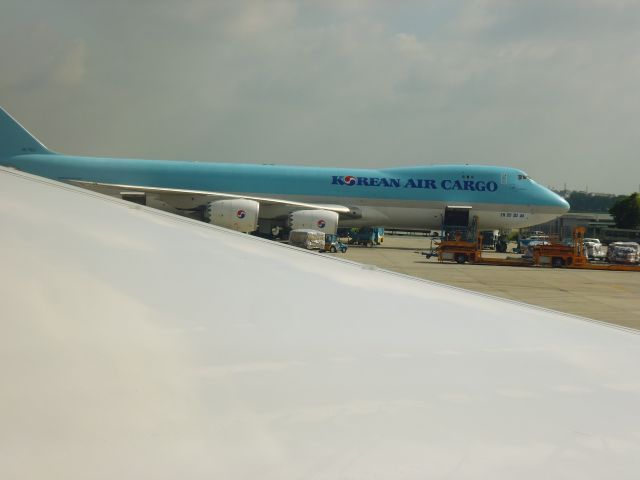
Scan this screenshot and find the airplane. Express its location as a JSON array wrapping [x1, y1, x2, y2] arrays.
[[0, 168, 640, 480], [0, 109, 569, 235]]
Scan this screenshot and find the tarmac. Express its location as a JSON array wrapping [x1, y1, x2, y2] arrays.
[[332, 235, 640, 330]]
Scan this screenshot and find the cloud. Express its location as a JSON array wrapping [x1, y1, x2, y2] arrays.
[[0, 0, 640, 192], [53, 39, 87, 87]]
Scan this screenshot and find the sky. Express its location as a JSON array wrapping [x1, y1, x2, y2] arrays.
[[0, 0, 640, 194]]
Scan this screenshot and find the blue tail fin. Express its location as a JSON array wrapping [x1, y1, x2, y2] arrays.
[[0, 108, 53, 158]]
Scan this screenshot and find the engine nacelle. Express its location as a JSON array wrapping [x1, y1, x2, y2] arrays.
[[289, 210, 338, 233], [204, 198, 260, 233]]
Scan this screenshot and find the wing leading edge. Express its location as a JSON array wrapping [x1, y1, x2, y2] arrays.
[[67, 179, 351, 214], [0, 169, 640, 480]]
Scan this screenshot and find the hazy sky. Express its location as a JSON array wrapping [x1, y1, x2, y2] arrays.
[[0, 0, 640, 193]]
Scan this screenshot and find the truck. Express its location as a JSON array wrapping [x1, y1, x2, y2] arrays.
[[320, 233, 347, 253], [349, 227, 384, 247], [289, 228, 325, 250]]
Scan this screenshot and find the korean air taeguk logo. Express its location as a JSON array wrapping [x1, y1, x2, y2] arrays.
[[331, 175, 498, 192], [344, 175, 358, 185]]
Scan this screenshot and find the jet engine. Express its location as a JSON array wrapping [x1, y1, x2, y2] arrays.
[[289, 210, 338, 233], [204, 198, 260, 233]]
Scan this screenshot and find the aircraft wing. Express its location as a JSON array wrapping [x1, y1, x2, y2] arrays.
[[0, 169, 640, 480], [67, 179, 351, 214]]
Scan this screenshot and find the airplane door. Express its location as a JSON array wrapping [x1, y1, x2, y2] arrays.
[[442, 207, 471, 231]]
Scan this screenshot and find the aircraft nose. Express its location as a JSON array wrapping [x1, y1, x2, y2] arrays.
[[554, 194, 571, 213], [549, 190, 571, 213]]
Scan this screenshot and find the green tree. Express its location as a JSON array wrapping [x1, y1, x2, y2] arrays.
[[609, 193, 640, 228]]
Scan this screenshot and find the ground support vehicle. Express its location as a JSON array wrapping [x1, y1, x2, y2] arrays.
[[320, 233, 348, 253], [289, 228, 325, 250], [349, 227, 384, 247], [423, 227, 640, 272], [607, 242, 640, 265]]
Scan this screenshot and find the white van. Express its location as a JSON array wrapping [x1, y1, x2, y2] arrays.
[[289, 228, 324, 250]]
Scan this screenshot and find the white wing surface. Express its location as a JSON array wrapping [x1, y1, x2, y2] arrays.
[[0, 170, 640, 480]]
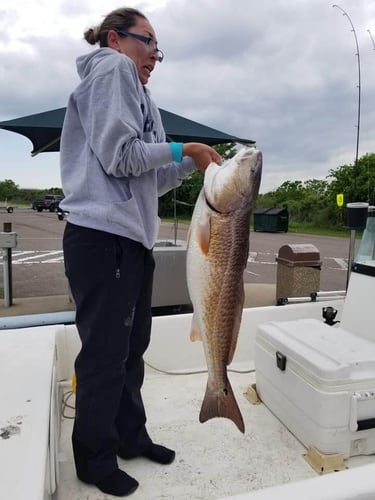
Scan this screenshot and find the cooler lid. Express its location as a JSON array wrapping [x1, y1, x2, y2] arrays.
[[257, 319, 375, 384]]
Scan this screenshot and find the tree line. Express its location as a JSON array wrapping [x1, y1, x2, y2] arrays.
[[0, 144, 375, 229]]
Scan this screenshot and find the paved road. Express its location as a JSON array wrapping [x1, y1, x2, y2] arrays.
[[0, 209, 356, 297]]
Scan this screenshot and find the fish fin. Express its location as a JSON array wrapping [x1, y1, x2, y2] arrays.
[[199, 377, 245, 433], [190, 315, 202, 342], [197, 214, 211, 255], [227, 287, 245, 366]]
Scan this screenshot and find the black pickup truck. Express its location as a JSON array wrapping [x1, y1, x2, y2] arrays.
[[32, 194, 64, 212]]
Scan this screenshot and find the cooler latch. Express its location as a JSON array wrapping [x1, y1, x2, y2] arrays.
[[276, 351, 286, 372]]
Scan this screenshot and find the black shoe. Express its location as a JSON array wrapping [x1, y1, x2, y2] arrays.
[[117, 443, 176, 465], [78, 469, 139, 497]]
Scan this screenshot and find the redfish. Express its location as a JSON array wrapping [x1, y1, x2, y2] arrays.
[[187, 147, 262, 432]]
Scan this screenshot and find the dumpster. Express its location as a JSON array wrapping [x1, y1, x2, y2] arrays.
[[276, 244, 322, 304], [254, 207, 289, 233]]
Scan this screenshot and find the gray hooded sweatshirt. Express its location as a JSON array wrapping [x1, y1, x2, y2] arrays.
[[60, 48, 196, 249]]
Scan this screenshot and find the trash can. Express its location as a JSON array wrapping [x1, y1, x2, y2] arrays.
[[254, 207, 289, 233], [276, 243, 322, 304], [346, 202, 369, 229]]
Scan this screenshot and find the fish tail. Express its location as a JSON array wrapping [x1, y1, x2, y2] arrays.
[[199, 378, 245, 433]]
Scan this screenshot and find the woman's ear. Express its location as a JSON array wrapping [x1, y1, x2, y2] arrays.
[[107, 30, 121, 52]]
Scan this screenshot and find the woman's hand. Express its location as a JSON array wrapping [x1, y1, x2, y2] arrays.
[[182, 142, 221, 173]]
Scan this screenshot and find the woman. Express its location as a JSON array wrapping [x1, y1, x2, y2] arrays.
[[60, 8, 221, 496]]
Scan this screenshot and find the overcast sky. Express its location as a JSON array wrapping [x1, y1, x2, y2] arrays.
[[0, 0, 375, 193]]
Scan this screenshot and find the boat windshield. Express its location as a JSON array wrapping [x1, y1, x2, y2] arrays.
[[353, 206, 375, 276]]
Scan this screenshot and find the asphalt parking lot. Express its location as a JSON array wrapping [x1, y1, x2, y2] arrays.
[[0, 208, 349, 297]]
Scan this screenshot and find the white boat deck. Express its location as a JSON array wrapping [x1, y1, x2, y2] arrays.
[[0, 270, 375, 500], [56, 368, 375, 500]]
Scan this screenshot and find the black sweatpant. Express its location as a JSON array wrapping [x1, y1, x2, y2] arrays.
[[63, 223, 155, 483]]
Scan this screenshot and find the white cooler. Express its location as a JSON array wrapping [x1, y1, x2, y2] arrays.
[[255, 319, 375, 458]]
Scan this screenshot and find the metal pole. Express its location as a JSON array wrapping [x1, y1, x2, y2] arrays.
[[3, 248, 10, 307], [332, 4, 362, 201], [346, 229, 355, 290], [3, 222, 13, 307], [367, 30, 375, 50]]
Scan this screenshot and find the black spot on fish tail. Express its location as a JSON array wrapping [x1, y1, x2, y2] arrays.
[[199, 379, 245, 433]]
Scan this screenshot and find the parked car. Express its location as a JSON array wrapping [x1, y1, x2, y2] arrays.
[[32, 194, 64, 212]]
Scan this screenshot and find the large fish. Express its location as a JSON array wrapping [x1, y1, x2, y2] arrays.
[[187, 148, 262, 432]]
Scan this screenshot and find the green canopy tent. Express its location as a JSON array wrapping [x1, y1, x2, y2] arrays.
[[0, 108, 255, 156]]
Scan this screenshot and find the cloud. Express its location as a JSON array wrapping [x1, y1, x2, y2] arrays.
[[0, 0, 375, 192]]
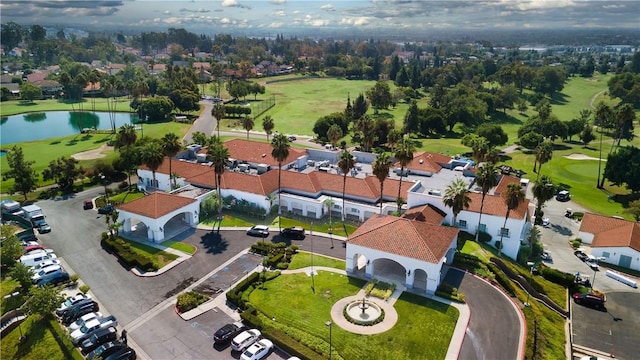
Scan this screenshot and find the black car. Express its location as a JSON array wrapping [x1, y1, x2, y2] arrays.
[[573, 293, 607, 310], [80, 327, 120, 352], [98, 204, 116, 215], [62, 300, 100, 326], [213, 322, 247, 344], [36, 271, 70, 286], [103, 347, 137, 360], [280, 226, 305, 240]]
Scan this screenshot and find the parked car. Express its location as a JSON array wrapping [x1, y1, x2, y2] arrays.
[[573, 293, 607, 310], [240, 339, 273, 360], [104, 347, 137, 360], [213, 322, 247, 344], [36, 271, 70, 286], [31, 265, 64, 283], [61, 299, 100, 325], [231, 329, 262, 351], [80, 327, 119, 356], [247, 225, 269, 237], [56, 293, 91, 316], [70, 316, 118, 345], [98, 204, 116, 215], [69, 311, 102, 331], [280, 226, 305, 240]]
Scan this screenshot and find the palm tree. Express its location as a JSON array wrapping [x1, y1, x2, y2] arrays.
[[338, 149, 356, 222], [476, 163, 498, 242], [262, 115, 276, 142], [395, 136, 414, 216], [498, 183, 524, 256], [207, 136, 230, 233], [140, 141, 164, 187], [532, 175, 556, 224], [373, 152, 392, 215], [271, 133, 291, 229], [442, 178, 471, 227], [533, 141, 553, 177], [160, 133, 182, 188], [241, 116, 255, 140], [115, 124, 138, 186]]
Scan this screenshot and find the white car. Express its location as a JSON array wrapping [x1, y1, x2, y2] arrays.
[[240, 339, 273, 360], [69, 312, 102, 331], [31, 265, 62, 283], [231, 329, 262, 351]]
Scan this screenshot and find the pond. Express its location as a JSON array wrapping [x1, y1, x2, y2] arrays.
[[0, 111, 138, 147]]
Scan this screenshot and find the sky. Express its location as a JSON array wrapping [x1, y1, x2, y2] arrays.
[[0, 0, 640, 36]]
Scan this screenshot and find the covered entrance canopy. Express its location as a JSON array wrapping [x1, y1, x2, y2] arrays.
[[116, 192, 200, 243]]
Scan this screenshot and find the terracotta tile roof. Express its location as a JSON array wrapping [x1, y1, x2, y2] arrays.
[[580, 213, 640, 251], [116, 191, 197, 219], [347, 214, 458, 264], [393, 151, 451, 173], [224, 139, 306, 167], [402, 204, 447, 225], [463, 192, 529, 219]]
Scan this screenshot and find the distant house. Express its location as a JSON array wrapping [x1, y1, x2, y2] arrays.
[[578, 213, 640, 271]]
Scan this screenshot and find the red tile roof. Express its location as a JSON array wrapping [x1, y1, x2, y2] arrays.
[[580, 213, 640, 251], [116, 191, 197, 219], [348, 214, 458, 264]]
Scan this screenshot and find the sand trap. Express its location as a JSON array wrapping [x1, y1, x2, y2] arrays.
[[565, 153, 607, 161], [71, 144, 113, 160]]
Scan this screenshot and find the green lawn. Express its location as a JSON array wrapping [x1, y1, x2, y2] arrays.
[[249, 271, 458, 360], [289, 252, 345, 270], [0, 315, 83, 360]]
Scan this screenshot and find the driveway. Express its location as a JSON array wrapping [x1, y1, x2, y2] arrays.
[[444, 268, 524, 360]]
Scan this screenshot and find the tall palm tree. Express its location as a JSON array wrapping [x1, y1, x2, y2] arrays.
[[207, 136, 230, 233], [373, 152, 392, 215], [338, 149, 356, 222], [271, 133, 291, 229], [160, 133, 182, 188], [395, 136, 415, 216], [140, 141, 164, 187], [442, 178, 471, 227], [115, 124, 138, 186], [532, 175, 556, 223], [498, 183, 525, 256], [262, 115, 276, 142], [476, 163, 498, 242], [533, 141, 553, 177], [241, 116, 255, 140]]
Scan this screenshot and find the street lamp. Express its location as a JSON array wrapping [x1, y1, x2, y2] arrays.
[[524, 261, 536, 307], [324, 321, 333, 360]]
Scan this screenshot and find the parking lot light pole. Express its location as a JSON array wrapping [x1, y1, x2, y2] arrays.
[[324, 321, 333, 360]]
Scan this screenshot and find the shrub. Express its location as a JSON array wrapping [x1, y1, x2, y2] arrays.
[[176, 291, 209, 313]]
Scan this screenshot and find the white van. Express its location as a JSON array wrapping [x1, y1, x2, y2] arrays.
[[20, 249, 58, 267]]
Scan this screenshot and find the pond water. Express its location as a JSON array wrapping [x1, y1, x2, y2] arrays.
[[0, 111, 138, 147]]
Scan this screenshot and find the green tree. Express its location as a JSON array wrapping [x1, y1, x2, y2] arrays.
[[140, 141, 164, 188], [372, 152, 393, 215], [498, 183, 525, 256], [442, 178, 471, 227], [2, 146, 38, 200], [476, 163, 498, 242], [160, 133, 182, 189], [262, 115, 275, 142], [42, 157, 84, 193], [20, 82, 42, 103], [25, 285, 64, 318], [395, 135, 415, 212], [271, 133, 291, 228]]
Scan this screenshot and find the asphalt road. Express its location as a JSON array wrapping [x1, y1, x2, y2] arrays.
[[444, 269, 520, 360]]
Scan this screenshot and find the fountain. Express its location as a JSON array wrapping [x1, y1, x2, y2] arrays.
[[344, 298, 384, 326]]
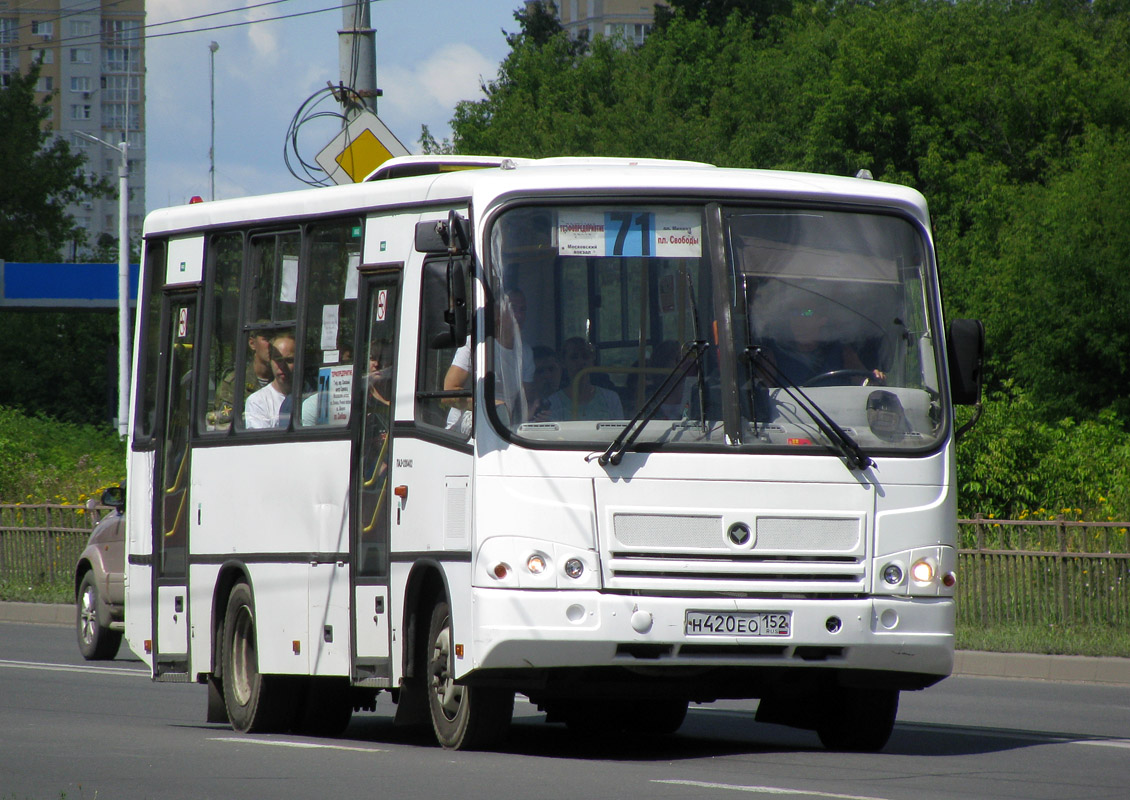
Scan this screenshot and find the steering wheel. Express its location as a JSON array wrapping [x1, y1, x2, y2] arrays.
[[801, 369, 875, 386]]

**Kurze Aufgabe**:
Kannst du die Zeilen ab dem Anfang bis einschließlich der Zeile mit „[[0, 108, 53, 158]]“ erneut aufschreiben und dabei „tarmac“ in „runway“ umbenennen, ohne sonst etwas zu ändern? Lass die Bilder in deiner Antwort weg.

**Erwartete Antwort**:
Scan this screenshot and find the airplane. Express its location as a JSON array wrapping [x1, y1, x2, y2] arrays.
[[0, 168, 640, 480], [0, 109, 569, 235]]
Scan this screenshot and find the runway. Express its location as a JSON array wrapping [x1, y1, x2, y2] arrays.
[[332, 235, 640, 330]]
Scan this screenshot and find the cloud. Express its location as a JSON array wrapping [x1, y1, x2, y2] arrays.
[[0, 0, 640, 192], [53, 39, 87, 87]]
Scan this screenshot and find the sky. Express its location as a JSON array wrapping [x1, y1, x2, y2] arrays.
[[0, 0, 640, 194]]
Scan this screenshot and find the blue tail fin. Express its location as a JSON array wrapping [x1, y1, x2, y2] arrays.
[[0, 108, 53, 158]]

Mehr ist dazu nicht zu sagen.